** What is required **
Duplicate the rows below line for line without changing anything, and omit the pictures from your copy.

BEGIN Provided information

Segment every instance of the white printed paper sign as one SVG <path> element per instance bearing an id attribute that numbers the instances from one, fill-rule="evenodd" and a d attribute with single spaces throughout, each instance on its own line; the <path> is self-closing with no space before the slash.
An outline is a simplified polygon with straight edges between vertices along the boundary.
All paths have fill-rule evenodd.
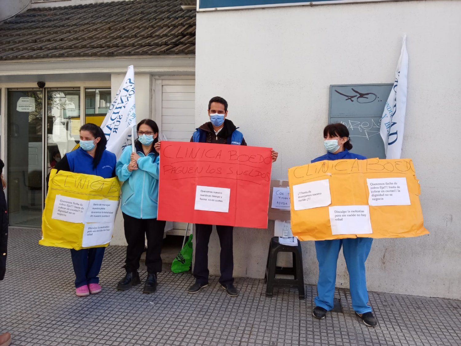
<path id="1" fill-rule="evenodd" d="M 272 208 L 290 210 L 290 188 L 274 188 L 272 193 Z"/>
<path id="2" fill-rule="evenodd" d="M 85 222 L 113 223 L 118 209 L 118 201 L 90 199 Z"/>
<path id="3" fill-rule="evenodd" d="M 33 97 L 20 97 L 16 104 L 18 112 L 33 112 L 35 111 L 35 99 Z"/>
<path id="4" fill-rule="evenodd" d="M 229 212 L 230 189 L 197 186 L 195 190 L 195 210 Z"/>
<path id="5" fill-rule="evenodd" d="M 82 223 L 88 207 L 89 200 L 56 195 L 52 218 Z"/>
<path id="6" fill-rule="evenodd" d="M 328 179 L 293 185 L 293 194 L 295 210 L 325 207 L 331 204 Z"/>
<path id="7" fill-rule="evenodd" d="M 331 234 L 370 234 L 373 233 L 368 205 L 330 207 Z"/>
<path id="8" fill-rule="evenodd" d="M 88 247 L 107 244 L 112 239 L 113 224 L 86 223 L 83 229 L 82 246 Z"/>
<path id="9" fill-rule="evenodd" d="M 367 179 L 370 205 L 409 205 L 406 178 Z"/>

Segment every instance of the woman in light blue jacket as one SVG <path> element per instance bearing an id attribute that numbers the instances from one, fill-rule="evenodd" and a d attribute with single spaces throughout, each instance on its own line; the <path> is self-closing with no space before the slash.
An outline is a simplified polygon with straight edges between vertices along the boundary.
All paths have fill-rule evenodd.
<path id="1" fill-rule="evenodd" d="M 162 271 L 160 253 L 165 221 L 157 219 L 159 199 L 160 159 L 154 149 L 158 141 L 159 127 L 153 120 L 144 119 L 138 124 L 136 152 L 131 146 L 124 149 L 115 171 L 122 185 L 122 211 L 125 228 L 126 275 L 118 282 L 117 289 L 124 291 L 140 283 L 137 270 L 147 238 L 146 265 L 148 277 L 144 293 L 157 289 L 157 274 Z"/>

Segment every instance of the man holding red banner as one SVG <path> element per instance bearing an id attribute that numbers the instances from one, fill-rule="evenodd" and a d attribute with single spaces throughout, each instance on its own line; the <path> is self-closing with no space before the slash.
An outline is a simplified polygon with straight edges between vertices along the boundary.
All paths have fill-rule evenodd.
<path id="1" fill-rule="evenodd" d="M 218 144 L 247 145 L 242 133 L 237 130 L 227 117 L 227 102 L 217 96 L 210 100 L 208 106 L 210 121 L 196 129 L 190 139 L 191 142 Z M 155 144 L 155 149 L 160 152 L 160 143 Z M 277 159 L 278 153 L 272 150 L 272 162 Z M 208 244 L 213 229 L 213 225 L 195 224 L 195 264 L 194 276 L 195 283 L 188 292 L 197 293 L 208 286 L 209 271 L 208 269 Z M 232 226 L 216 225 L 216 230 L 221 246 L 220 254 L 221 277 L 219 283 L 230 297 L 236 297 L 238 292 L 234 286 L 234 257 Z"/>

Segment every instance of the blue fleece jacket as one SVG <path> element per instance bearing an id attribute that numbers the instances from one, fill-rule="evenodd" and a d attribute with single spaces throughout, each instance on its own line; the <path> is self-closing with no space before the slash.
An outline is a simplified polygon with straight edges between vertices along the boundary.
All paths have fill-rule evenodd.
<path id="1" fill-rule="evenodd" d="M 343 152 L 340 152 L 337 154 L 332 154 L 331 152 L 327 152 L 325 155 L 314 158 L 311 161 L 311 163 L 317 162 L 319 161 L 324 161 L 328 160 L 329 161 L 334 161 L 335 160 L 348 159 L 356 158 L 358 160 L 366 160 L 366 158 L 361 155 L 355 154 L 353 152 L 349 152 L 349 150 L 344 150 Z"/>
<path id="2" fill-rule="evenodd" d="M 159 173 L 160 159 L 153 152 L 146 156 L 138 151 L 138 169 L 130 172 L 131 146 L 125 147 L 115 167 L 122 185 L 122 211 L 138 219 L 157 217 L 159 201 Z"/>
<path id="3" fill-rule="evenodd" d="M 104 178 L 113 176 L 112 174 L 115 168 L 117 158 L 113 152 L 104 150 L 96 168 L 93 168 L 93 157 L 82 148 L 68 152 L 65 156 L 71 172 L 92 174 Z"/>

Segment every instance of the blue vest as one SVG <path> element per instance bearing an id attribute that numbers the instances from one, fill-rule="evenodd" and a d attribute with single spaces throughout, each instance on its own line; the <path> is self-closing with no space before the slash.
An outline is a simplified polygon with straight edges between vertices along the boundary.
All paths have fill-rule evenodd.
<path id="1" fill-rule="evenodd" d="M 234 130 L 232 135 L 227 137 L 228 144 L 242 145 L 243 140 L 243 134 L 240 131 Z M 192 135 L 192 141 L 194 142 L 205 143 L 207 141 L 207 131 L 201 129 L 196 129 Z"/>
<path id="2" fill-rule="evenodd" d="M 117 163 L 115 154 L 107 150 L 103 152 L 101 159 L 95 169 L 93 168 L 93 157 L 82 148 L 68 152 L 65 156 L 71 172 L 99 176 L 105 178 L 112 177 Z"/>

END Provided information

** Correct response **
Segment every instance of the white printed paper sign as one SVG <path> element per instance bearing an id attribute that numbers the instances from one, fill-rule="evenodd" and a d attribute with single spaces throughout, each instance on its own line; the <path> is self-closing with no space before the slash.
An outline is a simplified polygon with straight edges between vertices along the boundary.
All paths have fill-rule evenodd.
<path id="1" fill-rule="evenodd" d="M 272 208 L 290 210 L 290 188 L 274 188 L 272 193 Z"/>
<path id="2" fill-rule="evenodd" d="M 85 222 L 113 223 L 118 209 L 118 201 L 90 199 Z"/>
<path id="3" fill-rule="evenodd" d="M 33 97 L 20 97 L 16 104 L 18 112 L 33 112 L 35 111 L 35 99 Z"/>
<path id="4" fill-rule="evenodd" d="M 229 212 L 230 189 L 197 186 L 195 190 L 195 210 Z"/>
<path id="5" fill-rule="evenodd" d="M 82 223 L 88 207 L 89 200 L 56 195 L 52 218 Z"/>
<path id="6" fill-rule="evenodd" d="M 328 179 L 293 185 L 293 194 L 295 210 L 325 207 L 331 204 Z"/>
<path id="7" fill-rule="evenodd" d="M 331 234 L 370 234 L 373 233 L 368 205 L 330 207 Z"/>
<path id="8" fill-rule="evenodd" d="M 88 247 L 107 244 L 112 239 L 113 224 L 86 223 L 83 229 L 82 246 Z"/>
<path id="9" fill-rule="evenodd" d="M 367 179 L 370 205 L 409 205 L 406 178 Z"/>

Segment every instance of the woman in light blue jacket as one SVG <path> element per instance bearing an id attribute that numbers the instances from one, fill-rule="evenodd" and a d attribute with single spaces throughout, each instance on its own line; the <path> is self-closing with no space before the slash.
An outline is a simplified polygon with straight edges between vertices along the boundary.
All paths have fill-rule evenodd.
<path id="1" fill-rule="evenodd" d="M 162 271 L 160 253 L 165 221 L 157 219 L 159 199 L 160 159 L 154 149 L 158 141 L 159 127 L 153 120 L 144 119 L 138 124 L 136 152 L 131 146 L 124 149 L 115 171 L 122 185 L 122 211 L 125 228 L 126 275 L 118 282 L 117 289 L 124 291 L 140 283 L 137 270 L 147 238 L 146 265 L 148 277 L 144 293 L 157 289 L 157 274 Z"/>

Segment every instance of the man holding red banner as one SVG <path> element per instance bearing an id attribute that numbers the instances from one, fill-rule="evenodd" and a d attribute with single spaces throughout, each instance on its own line; the <path> is self-closing with no space before the slash.
An outline is a simplified polygon with straight edges between vertices along the boundary.
All paths have fill-rule evenodd.
<path id="1" fill-rule="evenodd" d="M 218 144 L 247 145 L 242 133 L 237 130 L 227 117 L 227 102 L 217 96 L 210 100 L 208 106 L 210 121 L 196 129 L 190 139 L 191 142 Z M 155 144 L 155 149 L 160 152 L 160 143 Z M 277 159 L 278 153 L 272 150 L 272 162 Z M 208 244 L 213 229 L 213 225 L 195 224 L 195 264 L 194 276 L 195 283 L 188 292 L 197 293 L 208 286 L 209 271 L 208 269 Z M 232 226 L 216 225 L 216 230 L 221 246 L 220 254 L 221 277 L 219 283 L 230 297 L 236 297 L 238 292 L 234 286 L 234 257 Z"/>

Segment every instance of the blue fleece jacket as one SVG <path> element per instance bearing an id attribute that numbers the instances from one, fill-rule="evenodd" and a d attribute with single spaces throughout, each instance on its own line; the <path> is self-closing with no space before the slash.
An outline is a simplified polygon with straight edges between vertices along the boundary.
All paths have fill-rule evenodd.
<path id="1" fill-rule="evenodd" d="M 343 152 L 340 152 L 337 154 L 332 154 L 331 152 L 327 152 L 325 155 L 314 158 L 311 161 L 311 163 L 317 162 L 319 161 L 324 161 L 328 160 L 329 161 L 334 161 L 335 160 L 348 159 L 356 158 L 358 160 L 366 160 L 366 158 L 361 155 L 355 154 L 353 152 L 349 152 L 349 150 L 344 150 Z"/>
<path id="2" fill-rule="evenodd" d="M 159 173 L 160 159 L 153 152 L 146 156 L 138 151 L 138 169 L 130 172 L 131 146 L 125 147 L 115 167 L 122 185 L 122 211 L 138 219 L 157 217 L 159 201 Z"/>
<path id="3" fill-rule="evenodd" d="M 104 178 L 113 176 L 112 174 L 115 168 L 117 158 L 113 152 L 104 150 L 96 168 L 93 168 L 93 157 L 82 148 L 68 152 L 65 156 L 71 172 L 92 174 Z"/>

Segment every instance of the blue vest as one SVG <path> element per instance bearing an id attribute that numbers the instances from one, fill-rule="evenodd" and a d attribute with single spaces throughout, each instance on its own line; the <path> is self-closing with no space before the slash.
An outline is a simplified polygon with straight edges between vertices along the boundary.
All paths have fill-rule evenodd.
<path id="1" fill-rule="evenodd" d="M 234 130 L 232 135 L 227 137 L 228 144 L 242 145 L 243 140 L 243 134 L 240 131 Z M 192 135 L 192 141 L 194 142 L 205 143 L 207 141 L 207 131 L 201 129 L 196 129 Z"/>
<path id="2" fill-rule="evenodd" d="M 117 163 L 115 154 L 107 150 L 103 152 L 101 159 L 95 169 L 93 168 L 93 157 L 82 148 L 68 152 L 65 156 L 71 172 L 99 176 L 105 178 L 112 177 Z"/>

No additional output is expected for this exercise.